<<<<

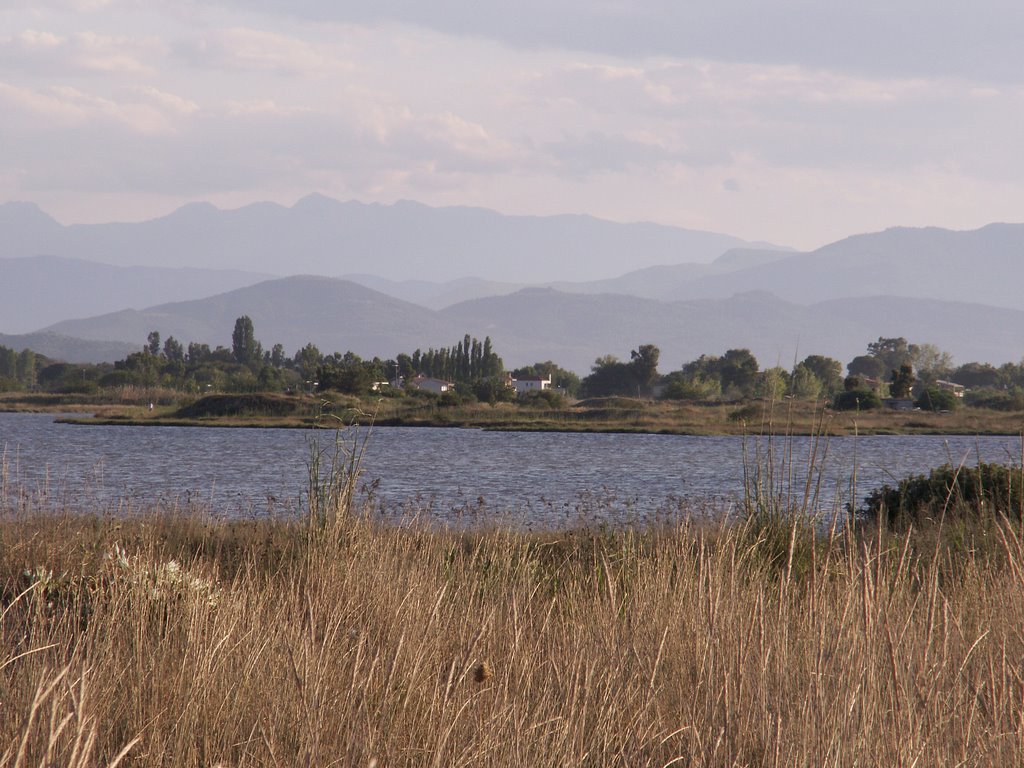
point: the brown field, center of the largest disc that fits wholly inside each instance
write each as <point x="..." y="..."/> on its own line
<point x="174" y="639"/>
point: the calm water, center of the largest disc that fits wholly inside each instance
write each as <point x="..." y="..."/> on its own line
<point x="542" y="478"/>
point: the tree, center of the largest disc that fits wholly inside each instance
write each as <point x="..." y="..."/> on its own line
<point x="173" y="350"/>
<point x="198" y="353"/>
<point x="771" y="384"/>
<point x="643" y="363"/>
<point x="278" y="357"/>
<point x="804" y="384"/>
<point x="609" y="377"/>
<point x="977" y="375"/>
<point x="827" y="371"/>
<point x="307" y="359"/>
<point x="934" y="398"/>
<point x="244" y="346"/>
<point x="866" y="366"/>
<point x="901" y="381"/>
<point x="932" y="364"/>
<point x="738" y="372"/>
<point x="893" y="352"/>
<point x="26" y="368"/>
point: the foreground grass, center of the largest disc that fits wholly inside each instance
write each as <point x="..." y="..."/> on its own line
<point x="192" y="642"/>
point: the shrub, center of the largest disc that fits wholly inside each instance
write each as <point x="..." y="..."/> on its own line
<point x="545" y="398"/>
<point x="856" y="399"/>
<point x="934" y="398"/>
<point x="990" y="398"/>
<point x="964" y="492"/>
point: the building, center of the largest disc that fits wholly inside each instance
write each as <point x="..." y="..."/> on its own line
<point x="530" y="384"/>
<point x="427" y="384"/>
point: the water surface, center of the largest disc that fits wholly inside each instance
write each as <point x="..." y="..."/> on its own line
<point x="543" y="478"/>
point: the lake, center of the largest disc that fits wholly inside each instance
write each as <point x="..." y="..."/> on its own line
<point x="531" y="478"/>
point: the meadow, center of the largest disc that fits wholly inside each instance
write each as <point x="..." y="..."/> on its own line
<point x="171" y="637"/>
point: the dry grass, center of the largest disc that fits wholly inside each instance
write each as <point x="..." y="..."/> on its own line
<point x="181" y="641"/>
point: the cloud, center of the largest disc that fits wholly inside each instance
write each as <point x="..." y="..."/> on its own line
<point x="48" y="112"/>
<point x="247" y="49"/>
<point x="913" y="37"/>
<point x="36" y="53"/>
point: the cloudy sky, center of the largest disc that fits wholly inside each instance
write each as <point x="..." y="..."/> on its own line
<point x="797" y="121"/>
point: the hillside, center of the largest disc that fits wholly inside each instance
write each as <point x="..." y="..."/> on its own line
<point x="69" y="349"/>
<point x="571" y="329"/>
<point x="404" y="241"/>
<point x="983" y="266"/>
<point x="336" y="314"/>
<point x="39" y="291"/>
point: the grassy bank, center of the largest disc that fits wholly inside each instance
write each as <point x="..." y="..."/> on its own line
<point x="602" y="415"/>
<point x="188" y="641"/>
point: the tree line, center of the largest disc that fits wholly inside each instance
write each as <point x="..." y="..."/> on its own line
<point x="889" y="368"/>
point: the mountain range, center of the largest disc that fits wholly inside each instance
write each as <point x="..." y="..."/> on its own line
<point x="540" y="324"/>
<point x="404" y="241"/>
<point x="953" y="289"/>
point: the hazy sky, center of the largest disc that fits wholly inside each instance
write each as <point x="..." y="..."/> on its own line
<point x="797" y="122"/>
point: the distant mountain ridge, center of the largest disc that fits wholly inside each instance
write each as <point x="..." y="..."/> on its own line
<point x="539" y="324"/>
<point x="69" y="349"/>
<point x="39" y="291"/>
<point x="404" y="241"/>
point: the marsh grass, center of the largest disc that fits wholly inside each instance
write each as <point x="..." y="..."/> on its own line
<point x="689" y="644"/>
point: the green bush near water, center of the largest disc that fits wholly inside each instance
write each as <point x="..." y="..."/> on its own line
<point x="986" y="489"/>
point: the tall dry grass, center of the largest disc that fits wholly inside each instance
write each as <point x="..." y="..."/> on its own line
<point x="182" y="641"/>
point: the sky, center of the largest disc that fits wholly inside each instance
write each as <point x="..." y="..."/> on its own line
<point x="797" y="122"/>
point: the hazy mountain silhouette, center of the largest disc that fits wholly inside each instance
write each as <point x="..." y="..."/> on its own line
<point x="404" y="241"/>
<point x="983" y="265"/>
<point x="41" y="290"/>
<point x="651" y="282"/>
<point x="69" y="349"/>
<point x="335" y="314"/>
<point x="571" y="329"/>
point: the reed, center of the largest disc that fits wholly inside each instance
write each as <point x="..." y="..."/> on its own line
<point x="181" y="640"/>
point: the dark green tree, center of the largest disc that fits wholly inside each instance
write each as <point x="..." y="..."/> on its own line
<point x="827" y="371"/>
<point x="643" y="363"/>
<point x="244" y="345"/>
<point x="173" y="350"/>
<point x="901" y="381"/>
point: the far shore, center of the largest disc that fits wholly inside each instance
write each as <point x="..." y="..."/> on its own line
<point x="614" y="415"/>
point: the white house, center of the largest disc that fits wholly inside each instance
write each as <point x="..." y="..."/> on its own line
<point x="949" y="386"/>
<point x="437" y="386"/>
<point x="530" y="384"/>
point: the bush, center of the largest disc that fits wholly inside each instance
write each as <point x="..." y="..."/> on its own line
<point x="545" y="398"/>
<point x="450" y="399"/>
<point x="857" y="399"/>
<point x="996" y="400"/>
<point x="986" y="488"/>
<point x="934" y="398"/>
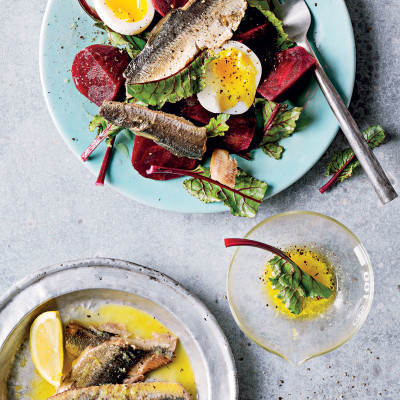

>>>>

TASK: List each line of the entries above that contains the word "green".

ANSWER TO THIS PROBLEM:
point: the green bush near water, center of the largest disc that fits wholly inside each instance
point: the dark green tree, center of the largest disc that fits wholly inside each instance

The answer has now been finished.